PAGE EXCERPT:

● ● ● ● ●

Maradona '86 - Hand of God Goal

With the next World Cup a few months away, I stumbled upon this post by Brian Phillips (who has also created a podcast called 22 Goals). The topic of the first one in the series is, unsurprising:

“Diego Maradona scored two of the most famous, two of the most iconic goals in the history of the World Cup, back to back, in three minutes and 49 seconds of real time.”

 

Phillips defines clearly what the theme of his podcasts and posts will be:

“This is not a soccer essay; this is a euphoria machine.”

Euphoria machine? What’s that? Read on. You’ll get what he means as he describes the first of those iconic goals – the Hand of God goal.

 

But first, history matters. Take Maradona’s start as a child prodigy:

“He has passion. More than that he has vision. He has timing. He sees where things are going five seconds before they get there. Adults take notice. They alert other adults. Some of these adults are coaches on high-level youth teams. Does money change hands? Yeah. Does the money go to his family? Not most of it!”

And so this is how his life as a football player starts off:

“Do his youth coaches lie about his age so he can help them win games against older kids? They sure do. Does anyone make sure he keeps going to school after that point? Nope!”

 

Then there’s the England-Argentina history. In 1982, it was the Falkland War:

“Around 300 miles off the coast of Argentina, near the northern tip of Antarctica, is an archipelago called the Falkland Islands… The islands are British territory. Footnote one, see colonialism. Argentina maintains—and still does, to this day—that the islands belong to it.”

A war that deepens pre-existing animosities:

“Within Argentina, the Falklands War intensified a long-standing feeling that the country has been treated as a whipping boy, as a second-class world citizen, by Britain and America and their allies.”

● ● ● ● ●

(Image location labeling entries)

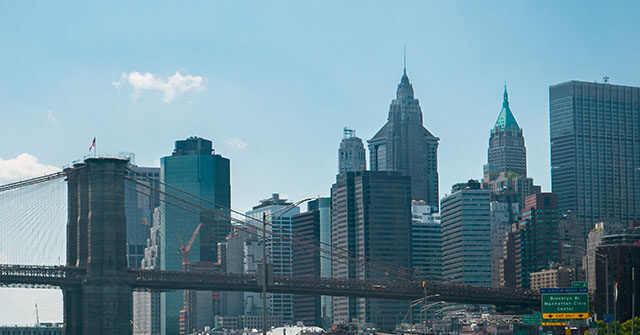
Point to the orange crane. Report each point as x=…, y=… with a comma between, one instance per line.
x=184, y=250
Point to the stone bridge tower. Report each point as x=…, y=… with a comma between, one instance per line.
x=96, y=242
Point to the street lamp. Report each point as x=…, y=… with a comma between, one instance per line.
x=606, y=270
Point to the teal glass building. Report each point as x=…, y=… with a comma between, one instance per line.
x=595, y=151
x=193, y=167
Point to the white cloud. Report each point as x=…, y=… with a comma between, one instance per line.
x=51, y=117
x=24, y=166
x=237, y=143
x=170, y=87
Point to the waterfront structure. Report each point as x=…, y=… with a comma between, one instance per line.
x=466, y=235
x=279, y=213
x=146, y=305
x=242, y=322
x=621, y=253
x=559, y=276
x=370, y=217
x=404, y=144
x=193, y=167
x=507, y=152
x=426, y=240
x=537, y=244
x=351, y=155
x=595, y=151
x=140, y=201
x=200, y=306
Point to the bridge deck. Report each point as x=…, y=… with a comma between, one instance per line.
x=53, y=276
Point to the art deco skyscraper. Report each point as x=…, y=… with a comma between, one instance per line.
x=595, y=151
x=506, y=143
x=404, y=144
x=351, y=155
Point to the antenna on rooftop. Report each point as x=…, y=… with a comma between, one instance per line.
x=37, y=316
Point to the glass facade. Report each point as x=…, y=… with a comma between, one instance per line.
x=466, y=236
x=279, y=249
x=595, y=151
x=196, y=169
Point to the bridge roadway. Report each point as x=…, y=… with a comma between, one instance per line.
x=59, y=276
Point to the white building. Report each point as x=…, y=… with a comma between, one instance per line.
x=426, y=240
x=146, y=305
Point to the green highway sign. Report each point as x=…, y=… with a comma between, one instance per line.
x=531, y=319
x=580, y=284
x=565, y=306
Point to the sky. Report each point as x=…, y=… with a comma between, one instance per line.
x=272, y=84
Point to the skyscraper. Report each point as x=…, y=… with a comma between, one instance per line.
x=426, y=240
x=351, y=155
x=466, y=235
x=404, y=144
x=371, y=219
x=193, y=167
x=595, y=151
x=506, y=144
x=279, y=213
x=504, y=211
x=312, y=226
x=537, y=242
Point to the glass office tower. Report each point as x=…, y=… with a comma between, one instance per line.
x=193, y=167
x=595, y=151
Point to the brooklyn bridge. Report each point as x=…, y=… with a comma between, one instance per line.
x=97, y=283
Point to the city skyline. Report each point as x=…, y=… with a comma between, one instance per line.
x=274, y=95
x=81, y=95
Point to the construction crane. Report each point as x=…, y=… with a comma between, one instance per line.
x=184, y=250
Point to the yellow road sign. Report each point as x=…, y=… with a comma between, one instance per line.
x=565, y=315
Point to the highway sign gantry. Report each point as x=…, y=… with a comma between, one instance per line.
x=565, y=303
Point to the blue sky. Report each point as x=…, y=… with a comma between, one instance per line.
x=272, y=84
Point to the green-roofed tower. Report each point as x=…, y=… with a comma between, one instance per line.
x=505, y=118
x=507, y=152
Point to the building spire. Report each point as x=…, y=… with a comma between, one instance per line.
x=505, y=101
x=404, y=54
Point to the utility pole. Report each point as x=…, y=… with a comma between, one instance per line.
x=264, y=273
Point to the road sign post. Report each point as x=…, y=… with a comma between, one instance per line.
x=580, y=284
x=565, y=303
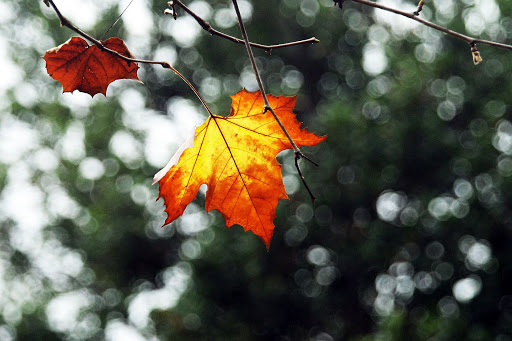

● ● ● ● ●

WRITTEN TASK: Please transcribe word for word the part of the Maradona post above that opens with the words containing "Maradona '86 - Hand" and closes with "of God goal.".

WRITTEN RESPONSE:
Maradona '86 - Hand of God Goal

With the next World Cup a few months away, I stumbled upon this post by Brian Phillips (who has also created a podcast called 22 Goals). The topic of the first one in the series is, unsurprising:

“Diego Maradona scored two of the most famous, two of the most iconic goals in the history of the World Cup, back to back, in three minutes and 49 seconds of real time.”

 

Phillips defines clearly what the theme of his podcasts and posts will be:

“This is not a soccer essay; this is a euphoria machine.”

Euphoria machine? What’s that? Read on. You’ll get what he means as he describes the first of those iconic goals – the Hand of God goal.